→ Check your understanding:
**A)** In the post on Eusebius, about when was History of the Church written?
**B)** Translate this sentence from the post on Eusebius into Spanish: "But every man must judge for himself."
**C)** Write out the part of the post on Eusebius that begins at the words "Sunday, July 26, 2009" and stops after "cover of darkness.".

Exercise text Start Marker

Sunday, July 26, 2009

Diagnosis or autopsy?

"In describing the situation at that time Hegesippus goes on to say that until then the Church had remained a virgin, pure and uncorrupted, since those who were trying to corrupt the wholesome standard of the saving message,if such there were, lurked somewhere under cover of darkness.

"But when the sacred band of the apostles had in various ways reached the end of their life, and the generation of those privileged to listen with their own ears to the divine wisdom had passed on, then godless error began to take shape, through the deceit of false teachers, who now that none of the apostles was left threw off the mask and attempted to counter the preaching of the truth by preaching the knowledge falsely so called." -- Eusebius, History of the Church,3:33, written circa 300 A.D.

Eusebius clearly believed that this evil was snuffed out and that the Christianity of his day had triumphed over that campaign of falsehood and apostasy. But every man must judge for himself. In 300 A.D., the Dark Ages, the Inquisition, all lay in the future -- the Church had barely tasted of the temporal power that it would hold for the next 1,000 years.

Exercise text End Marker
Entries supplied Start Marker

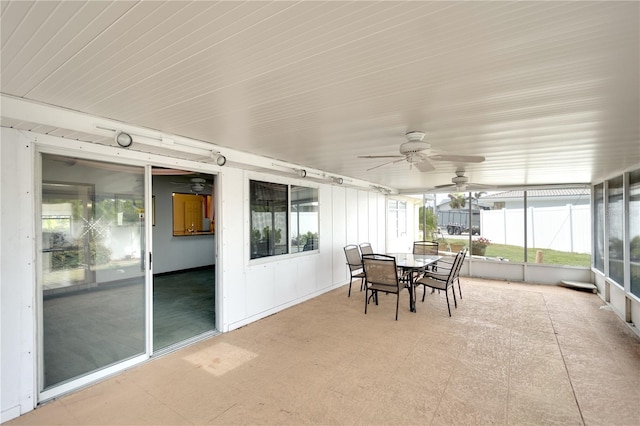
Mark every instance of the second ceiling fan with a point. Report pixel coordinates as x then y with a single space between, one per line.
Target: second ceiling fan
416 152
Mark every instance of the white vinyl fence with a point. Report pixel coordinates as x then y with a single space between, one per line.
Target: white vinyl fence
564 228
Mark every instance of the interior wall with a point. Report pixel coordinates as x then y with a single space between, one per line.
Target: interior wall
176 253
248 290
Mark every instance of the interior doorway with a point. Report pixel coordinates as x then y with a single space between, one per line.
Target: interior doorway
184 250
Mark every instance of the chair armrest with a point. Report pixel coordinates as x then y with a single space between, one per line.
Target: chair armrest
440 275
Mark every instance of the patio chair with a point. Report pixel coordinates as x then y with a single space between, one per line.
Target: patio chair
444 282
354 262
446 265
381 275
365 248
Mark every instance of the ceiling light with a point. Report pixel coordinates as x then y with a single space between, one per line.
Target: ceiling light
123 139
220 159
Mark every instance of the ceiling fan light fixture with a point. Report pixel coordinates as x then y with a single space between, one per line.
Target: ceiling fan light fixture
123 139
220 159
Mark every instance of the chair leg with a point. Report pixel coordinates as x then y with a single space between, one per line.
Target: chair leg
453 291
397 303
448 307
366 299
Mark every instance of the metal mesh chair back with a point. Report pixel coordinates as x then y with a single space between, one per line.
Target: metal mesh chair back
365 248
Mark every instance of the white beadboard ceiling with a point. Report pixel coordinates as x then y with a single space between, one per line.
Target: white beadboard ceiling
547 92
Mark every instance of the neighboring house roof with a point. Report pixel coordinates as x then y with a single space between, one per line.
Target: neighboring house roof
560 192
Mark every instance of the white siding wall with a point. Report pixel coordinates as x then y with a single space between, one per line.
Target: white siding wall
17 280
247 290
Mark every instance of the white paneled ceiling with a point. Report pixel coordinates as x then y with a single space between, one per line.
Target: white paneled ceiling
547 92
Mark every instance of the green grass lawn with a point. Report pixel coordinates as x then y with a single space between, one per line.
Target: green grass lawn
516 254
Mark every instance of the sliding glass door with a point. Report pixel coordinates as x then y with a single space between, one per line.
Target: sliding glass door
92 267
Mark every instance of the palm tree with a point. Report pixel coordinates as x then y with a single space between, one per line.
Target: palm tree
457 201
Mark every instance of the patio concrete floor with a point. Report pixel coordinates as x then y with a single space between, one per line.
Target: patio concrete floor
512 353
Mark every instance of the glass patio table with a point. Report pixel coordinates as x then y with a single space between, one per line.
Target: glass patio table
411 263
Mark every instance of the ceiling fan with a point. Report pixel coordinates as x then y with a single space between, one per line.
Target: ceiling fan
460 183
196 185
415 152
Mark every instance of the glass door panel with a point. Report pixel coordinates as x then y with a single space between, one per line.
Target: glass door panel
93 271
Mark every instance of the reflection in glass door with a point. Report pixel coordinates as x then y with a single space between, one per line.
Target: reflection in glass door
92 267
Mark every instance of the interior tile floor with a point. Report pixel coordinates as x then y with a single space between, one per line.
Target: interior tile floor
512 353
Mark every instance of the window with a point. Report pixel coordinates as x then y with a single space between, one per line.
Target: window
397 218
615 209
634 230
272 216
304 219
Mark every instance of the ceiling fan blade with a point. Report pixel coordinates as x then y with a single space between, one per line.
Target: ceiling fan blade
388 162
424 166
380 156
457 158
449 185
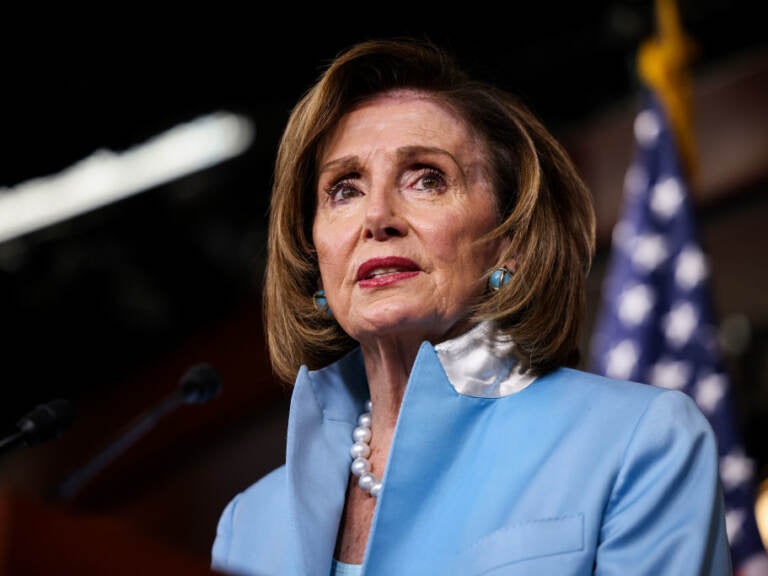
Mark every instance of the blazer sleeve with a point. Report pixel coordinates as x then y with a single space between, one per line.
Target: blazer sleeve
223 539
665 514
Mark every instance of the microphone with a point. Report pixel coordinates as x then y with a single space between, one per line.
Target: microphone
199 384
43 423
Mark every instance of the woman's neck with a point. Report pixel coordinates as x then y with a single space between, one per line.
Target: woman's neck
388 365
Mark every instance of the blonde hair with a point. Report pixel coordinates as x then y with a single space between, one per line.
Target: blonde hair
546 210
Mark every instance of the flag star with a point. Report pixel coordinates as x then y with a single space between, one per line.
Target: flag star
709 391
734 520
666 197
680 323
650 250
647 128
670 374
635 303
735 469
691 267
621 360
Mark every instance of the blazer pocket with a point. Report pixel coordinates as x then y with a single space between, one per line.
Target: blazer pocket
523 541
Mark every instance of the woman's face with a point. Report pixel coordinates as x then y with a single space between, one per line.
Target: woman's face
403 196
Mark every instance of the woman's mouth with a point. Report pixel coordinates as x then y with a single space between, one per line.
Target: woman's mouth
383 271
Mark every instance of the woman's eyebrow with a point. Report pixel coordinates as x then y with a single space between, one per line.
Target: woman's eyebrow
345 163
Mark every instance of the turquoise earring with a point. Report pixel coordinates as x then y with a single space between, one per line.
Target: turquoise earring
499 278
321 303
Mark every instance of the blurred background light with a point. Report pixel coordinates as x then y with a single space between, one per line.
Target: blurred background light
106 176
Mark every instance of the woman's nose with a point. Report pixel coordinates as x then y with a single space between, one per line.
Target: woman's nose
383 216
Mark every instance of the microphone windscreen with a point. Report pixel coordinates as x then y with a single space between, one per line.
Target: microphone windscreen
46 421
200 384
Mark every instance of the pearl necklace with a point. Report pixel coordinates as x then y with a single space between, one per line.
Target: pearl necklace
360 451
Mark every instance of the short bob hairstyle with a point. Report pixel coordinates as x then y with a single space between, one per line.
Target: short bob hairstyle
545 209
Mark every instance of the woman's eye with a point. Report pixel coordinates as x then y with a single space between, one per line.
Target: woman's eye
431 180
341 191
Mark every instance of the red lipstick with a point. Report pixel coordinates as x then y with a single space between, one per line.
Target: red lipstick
383 271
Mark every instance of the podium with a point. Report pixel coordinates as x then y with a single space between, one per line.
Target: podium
41 539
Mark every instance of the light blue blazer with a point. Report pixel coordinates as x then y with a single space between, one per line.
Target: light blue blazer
569 474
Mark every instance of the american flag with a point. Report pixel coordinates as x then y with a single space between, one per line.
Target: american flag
657 323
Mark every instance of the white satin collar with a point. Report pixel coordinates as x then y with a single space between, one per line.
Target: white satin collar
476 366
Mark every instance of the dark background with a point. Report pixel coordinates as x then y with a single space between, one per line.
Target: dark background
109 308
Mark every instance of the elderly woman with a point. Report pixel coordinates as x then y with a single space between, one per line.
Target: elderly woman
428 247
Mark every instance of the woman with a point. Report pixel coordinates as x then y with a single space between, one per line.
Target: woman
428 247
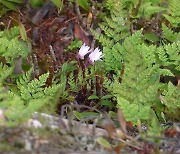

Entries supplied End Marker

→ Solutions by task:
**A)** Circa 300 A.D.

**B)** Pero cada hombre debe juzgar por sí mismo.

**C)**
Sunday, July 26, 2009

Diagnosis or autopsy?

"In describing the situation at that time Hegesippus goes on to say that until then the Church had remained a virgin, pure and uncorrupted, since those who were trying to corrupt the wholesome standard of the saving message,if such there were, lurked somewhere under cover of darkness.